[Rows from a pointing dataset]
++++++++++++++++++++

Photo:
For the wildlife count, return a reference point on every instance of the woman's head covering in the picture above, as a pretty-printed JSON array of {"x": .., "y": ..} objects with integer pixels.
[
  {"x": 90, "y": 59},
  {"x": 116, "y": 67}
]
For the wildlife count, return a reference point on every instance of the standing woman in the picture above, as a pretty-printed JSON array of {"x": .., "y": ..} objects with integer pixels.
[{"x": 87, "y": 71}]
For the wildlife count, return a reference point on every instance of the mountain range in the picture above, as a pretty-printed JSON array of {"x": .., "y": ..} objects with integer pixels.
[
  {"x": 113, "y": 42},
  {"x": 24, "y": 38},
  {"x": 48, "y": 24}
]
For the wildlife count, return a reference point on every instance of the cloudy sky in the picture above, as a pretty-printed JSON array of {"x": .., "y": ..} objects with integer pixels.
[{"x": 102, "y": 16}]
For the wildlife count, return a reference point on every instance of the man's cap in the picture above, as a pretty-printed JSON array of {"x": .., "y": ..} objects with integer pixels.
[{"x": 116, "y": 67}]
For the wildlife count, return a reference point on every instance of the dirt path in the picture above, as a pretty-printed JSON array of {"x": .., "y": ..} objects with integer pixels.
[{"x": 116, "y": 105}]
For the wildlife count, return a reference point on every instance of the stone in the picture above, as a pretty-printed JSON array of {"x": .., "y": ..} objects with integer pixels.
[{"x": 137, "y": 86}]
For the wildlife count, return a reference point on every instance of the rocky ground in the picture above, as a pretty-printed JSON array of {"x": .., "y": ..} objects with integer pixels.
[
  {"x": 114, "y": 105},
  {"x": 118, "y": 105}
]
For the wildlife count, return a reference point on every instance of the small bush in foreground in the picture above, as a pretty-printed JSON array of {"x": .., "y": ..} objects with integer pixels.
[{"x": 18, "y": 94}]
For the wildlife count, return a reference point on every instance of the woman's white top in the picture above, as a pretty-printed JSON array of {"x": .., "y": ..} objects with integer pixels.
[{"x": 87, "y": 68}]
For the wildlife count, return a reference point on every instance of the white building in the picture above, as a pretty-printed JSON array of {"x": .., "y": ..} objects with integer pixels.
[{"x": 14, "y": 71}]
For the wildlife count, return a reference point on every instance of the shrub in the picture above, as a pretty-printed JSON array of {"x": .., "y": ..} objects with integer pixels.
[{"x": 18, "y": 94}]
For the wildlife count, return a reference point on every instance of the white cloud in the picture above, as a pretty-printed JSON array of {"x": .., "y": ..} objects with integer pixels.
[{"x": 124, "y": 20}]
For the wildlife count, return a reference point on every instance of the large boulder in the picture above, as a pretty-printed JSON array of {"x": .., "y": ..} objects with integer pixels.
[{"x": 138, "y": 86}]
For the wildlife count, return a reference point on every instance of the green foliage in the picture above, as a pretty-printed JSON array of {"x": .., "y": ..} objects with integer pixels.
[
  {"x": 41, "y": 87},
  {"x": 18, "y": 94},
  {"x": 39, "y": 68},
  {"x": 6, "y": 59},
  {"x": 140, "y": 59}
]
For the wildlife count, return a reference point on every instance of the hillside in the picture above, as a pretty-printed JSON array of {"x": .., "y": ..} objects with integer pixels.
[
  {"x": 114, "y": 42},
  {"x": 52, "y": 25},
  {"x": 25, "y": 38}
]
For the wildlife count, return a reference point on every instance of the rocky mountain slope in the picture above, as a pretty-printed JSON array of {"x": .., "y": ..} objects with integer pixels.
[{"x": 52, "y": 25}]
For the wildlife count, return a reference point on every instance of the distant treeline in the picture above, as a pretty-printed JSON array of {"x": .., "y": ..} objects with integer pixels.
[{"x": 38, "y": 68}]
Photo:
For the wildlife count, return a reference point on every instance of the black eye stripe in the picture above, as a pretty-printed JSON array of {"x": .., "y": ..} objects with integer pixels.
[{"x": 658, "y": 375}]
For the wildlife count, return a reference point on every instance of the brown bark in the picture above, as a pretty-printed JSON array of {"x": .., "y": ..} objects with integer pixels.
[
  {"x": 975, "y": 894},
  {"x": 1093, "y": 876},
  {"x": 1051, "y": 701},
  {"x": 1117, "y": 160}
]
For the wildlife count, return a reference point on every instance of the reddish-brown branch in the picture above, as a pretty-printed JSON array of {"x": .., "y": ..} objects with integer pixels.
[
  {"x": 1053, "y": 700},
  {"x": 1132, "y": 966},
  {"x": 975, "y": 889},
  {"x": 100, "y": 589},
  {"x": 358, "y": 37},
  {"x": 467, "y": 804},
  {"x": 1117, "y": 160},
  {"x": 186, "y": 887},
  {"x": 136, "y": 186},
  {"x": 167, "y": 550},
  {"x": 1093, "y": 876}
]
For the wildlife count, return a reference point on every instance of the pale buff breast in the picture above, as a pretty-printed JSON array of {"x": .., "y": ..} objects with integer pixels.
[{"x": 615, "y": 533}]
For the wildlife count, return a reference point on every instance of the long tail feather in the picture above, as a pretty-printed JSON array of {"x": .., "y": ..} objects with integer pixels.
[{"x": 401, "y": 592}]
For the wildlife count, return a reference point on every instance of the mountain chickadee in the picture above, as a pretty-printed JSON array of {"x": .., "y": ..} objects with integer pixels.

++++++++++++++++++++

▶ What is being asked
Quote exactly what appears from the line containing "of the pale" through the final line of the listing above, including both of those lines.

▶ Result
For the wildlife count, return a reference point on every instance of the pale buff breast in the picture above, as a pretty-printed JSON array of {"x": .., "y": ..} objects with integer pixels.
[{"x": 615, "y": 533}]
For the wildlife count, return a reference point on every instance of the long tail feather in the picture above, as a pretty-printed JSON array of {"x": .., "y": ..} objects with integer pixels.
[{"x": 401, "y": 592}]
For the wildlife count, return a reference point on every instance of the mountain chickadee in the picture above, as a pretty-printed JSON array of {"x": .., "y": ..} objects with integer pixels.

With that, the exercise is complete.